◆ **Records for the exercise**:
-- Opening Marker --

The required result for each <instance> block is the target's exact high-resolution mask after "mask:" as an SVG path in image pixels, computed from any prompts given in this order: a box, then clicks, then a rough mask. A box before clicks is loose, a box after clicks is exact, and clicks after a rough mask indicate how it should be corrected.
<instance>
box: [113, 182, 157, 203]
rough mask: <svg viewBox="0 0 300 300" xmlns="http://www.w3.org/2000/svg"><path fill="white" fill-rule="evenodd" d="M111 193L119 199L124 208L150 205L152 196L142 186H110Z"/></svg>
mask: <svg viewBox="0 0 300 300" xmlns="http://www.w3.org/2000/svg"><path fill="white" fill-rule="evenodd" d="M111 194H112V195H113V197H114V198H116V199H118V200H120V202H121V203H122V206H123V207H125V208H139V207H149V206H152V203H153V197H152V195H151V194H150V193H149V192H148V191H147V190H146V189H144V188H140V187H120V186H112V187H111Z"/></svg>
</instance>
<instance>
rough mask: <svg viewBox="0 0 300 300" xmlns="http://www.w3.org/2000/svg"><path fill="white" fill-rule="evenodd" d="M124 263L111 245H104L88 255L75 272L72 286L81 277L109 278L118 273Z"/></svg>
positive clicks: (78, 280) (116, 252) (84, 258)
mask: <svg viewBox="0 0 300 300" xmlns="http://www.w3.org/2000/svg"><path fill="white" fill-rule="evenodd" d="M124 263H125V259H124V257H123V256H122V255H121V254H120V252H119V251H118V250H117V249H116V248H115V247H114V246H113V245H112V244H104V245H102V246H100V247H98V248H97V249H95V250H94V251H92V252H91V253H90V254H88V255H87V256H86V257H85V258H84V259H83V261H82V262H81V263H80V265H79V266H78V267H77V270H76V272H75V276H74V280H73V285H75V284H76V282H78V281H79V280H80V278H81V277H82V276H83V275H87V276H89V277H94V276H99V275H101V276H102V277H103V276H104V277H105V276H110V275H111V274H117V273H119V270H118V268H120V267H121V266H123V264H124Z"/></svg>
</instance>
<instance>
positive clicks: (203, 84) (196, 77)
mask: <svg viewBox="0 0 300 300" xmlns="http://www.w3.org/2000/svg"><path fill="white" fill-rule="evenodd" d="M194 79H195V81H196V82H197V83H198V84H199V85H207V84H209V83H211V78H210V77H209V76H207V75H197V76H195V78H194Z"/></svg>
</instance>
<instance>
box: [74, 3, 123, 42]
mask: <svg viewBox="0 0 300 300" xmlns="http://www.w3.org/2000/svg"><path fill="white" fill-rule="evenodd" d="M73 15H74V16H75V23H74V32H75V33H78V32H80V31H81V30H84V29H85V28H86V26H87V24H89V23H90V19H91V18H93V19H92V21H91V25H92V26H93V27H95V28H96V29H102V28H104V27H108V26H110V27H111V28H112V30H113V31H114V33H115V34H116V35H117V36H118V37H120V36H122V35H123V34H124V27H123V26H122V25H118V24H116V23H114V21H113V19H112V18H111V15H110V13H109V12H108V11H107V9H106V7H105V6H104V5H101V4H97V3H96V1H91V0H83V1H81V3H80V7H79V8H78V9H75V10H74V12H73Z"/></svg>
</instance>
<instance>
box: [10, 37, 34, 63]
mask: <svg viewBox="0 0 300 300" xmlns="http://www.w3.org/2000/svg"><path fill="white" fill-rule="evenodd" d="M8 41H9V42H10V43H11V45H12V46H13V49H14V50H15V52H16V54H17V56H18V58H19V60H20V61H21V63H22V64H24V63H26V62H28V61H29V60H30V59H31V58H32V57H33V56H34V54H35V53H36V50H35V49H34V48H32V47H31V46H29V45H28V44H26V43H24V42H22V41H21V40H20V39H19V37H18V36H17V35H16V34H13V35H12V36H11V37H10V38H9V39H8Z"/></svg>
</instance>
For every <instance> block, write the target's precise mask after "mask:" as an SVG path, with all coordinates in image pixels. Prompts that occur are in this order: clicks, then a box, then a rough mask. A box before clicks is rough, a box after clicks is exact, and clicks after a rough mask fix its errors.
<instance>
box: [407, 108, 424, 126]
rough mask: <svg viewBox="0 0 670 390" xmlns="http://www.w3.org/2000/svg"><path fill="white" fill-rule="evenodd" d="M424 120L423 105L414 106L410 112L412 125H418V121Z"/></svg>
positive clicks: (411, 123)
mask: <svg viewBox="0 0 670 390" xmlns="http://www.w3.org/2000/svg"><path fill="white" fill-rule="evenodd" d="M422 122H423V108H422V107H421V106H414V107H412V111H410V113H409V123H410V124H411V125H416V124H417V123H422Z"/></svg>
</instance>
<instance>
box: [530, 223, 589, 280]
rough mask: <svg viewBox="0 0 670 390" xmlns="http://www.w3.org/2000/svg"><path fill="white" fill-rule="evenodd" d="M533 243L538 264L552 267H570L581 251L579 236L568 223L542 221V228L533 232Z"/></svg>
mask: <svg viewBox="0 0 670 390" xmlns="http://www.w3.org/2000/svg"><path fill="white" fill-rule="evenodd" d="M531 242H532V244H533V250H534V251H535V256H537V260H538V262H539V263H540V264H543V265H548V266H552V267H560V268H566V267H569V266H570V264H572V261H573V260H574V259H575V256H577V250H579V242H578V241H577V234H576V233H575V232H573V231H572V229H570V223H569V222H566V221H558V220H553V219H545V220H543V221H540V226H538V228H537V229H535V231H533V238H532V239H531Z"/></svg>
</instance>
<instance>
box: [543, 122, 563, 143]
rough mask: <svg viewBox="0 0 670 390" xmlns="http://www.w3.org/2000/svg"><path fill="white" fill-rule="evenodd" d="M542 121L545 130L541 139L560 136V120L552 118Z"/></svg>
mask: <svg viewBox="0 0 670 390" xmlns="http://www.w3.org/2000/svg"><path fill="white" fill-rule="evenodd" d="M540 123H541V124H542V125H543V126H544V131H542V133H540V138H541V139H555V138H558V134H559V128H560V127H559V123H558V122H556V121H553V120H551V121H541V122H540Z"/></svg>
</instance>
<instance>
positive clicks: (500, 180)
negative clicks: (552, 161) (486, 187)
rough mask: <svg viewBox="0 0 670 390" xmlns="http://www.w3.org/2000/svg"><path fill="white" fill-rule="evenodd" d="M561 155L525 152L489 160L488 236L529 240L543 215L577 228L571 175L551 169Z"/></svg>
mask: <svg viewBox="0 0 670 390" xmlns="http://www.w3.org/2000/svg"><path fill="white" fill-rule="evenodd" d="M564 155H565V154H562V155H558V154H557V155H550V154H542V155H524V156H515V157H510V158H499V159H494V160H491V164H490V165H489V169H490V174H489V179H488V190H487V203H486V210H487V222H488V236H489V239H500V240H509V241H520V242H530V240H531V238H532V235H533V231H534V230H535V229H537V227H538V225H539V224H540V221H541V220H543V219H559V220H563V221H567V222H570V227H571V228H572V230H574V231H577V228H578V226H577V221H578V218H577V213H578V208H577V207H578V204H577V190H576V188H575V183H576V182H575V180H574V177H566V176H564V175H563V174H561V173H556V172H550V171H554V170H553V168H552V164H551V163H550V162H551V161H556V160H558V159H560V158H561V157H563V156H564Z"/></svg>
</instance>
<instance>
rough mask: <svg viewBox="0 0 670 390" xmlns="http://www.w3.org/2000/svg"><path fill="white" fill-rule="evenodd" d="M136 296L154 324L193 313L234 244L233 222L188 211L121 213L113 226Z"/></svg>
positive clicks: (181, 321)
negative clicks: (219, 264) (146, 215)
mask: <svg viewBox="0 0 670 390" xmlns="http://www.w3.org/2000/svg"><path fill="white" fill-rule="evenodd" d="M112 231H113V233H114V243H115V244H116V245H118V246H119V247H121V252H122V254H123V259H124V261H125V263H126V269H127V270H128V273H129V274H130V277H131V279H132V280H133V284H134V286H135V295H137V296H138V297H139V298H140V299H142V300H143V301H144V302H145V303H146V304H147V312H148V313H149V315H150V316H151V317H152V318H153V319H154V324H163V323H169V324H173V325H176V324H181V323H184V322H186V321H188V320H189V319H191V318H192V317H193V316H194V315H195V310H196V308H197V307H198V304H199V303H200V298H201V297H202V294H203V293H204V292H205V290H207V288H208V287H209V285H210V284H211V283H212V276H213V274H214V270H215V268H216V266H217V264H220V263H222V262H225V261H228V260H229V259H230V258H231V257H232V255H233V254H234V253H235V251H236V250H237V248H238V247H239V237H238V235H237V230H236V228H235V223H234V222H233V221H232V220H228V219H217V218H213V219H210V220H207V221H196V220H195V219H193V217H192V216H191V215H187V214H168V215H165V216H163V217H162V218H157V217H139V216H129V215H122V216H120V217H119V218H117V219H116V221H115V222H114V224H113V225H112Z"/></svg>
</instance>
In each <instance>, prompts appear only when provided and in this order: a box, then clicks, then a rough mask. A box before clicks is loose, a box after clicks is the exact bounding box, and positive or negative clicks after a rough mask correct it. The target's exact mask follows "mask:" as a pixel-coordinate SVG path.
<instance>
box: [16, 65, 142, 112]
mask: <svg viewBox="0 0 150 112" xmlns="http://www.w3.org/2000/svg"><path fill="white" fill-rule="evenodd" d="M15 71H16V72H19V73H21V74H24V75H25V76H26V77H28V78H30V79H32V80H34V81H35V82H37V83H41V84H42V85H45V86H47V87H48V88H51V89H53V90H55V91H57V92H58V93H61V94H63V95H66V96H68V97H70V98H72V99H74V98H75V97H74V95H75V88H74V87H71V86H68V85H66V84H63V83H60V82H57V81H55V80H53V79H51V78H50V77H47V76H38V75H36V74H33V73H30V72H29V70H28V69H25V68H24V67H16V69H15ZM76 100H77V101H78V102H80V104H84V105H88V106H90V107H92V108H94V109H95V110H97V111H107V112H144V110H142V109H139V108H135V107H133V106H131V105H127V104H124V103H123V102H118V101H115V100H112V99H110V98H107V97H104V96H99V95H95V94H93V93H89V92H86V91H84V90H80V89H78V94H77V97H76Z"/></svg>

-- Closing Marker --

◆ **Work to be completed**: Above are the records; copy exactly the lines from the line with "positive clicks: (411, 123)" through the line with "box: [543, 122, 563, 143]", both included.

◆ **Your response**:
positive clicks: (411, 123)
mask: <svg viewBox="0 0 670 390" xmlns="http://www.w3.org/2000/svg"><path fill="white" fill-rule="evenodd" d="M422 122H423V108H422V107H421V106H414V107H412V111H410V113H409V123H410V124H411V125H416V124H417V123H422Z"/></svg>
</instance>
<instance>
box: [530, 223, 589, 280]
rough mask: <svg viewBox="0 0 670 390" xmlns="http://www.w3.org/2000/svg"><path fill="white" fill-rule="evenodd" d="M533 243L538 264L552 267H570L581 251L579 236L568 223L542 221V228L533 232Z"/></svg>
mask: <svg viewBox="0 0 670 390" xmlns="http://www.w3.org/2000/svg"><path fill="white" fill-rule="evenodd" d="M531 242H532V244H533V250H534V251H535V256H537V260H538V262H539V263H540V264H543V265H548V266H552V267H560V268H566V267H569V266H570V264H572V261H573V260H574V259H575V256H577V250H579V242H578V241H577V234H576V233H575V232H573V231H572V229H570V223H569V222H566V221H558V220H553V219H545V220H543V221H540V226H538V228H537V229H535V231H533V238H532V239H531Z"/></svg>
</instance>
<instance>
box: [543, 122, 563, 143]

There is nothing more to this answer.